SUPPLIED INFORMATION:
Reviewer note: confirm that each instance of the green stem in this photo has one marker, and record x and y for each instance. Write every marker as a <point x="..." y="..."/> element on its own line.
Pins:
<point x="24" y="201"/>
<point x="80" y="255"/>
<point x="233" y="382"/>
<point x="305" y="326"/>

SHORT PROBLEM:
Rewrite the entries above as a two-column CSV with the header row entry_text,answer. Give each entry one row, with its text and its answer each in a single quoted field and every line break replaced by a space.

THE COMPLETED TASK:
entry_text,answer
"Reviewer note: confirm that each instance of the green stem in this photo has one marker, and record x and y for each instance. Write every marker as a <point x=""..."" y=""...""/> element on its own line. Pins:","<point x=""24"" y=""201""/> <point x=""80"" y=""255""/> <point x=""233"" y=""382""/> <point x=""305"" y=""326""/>"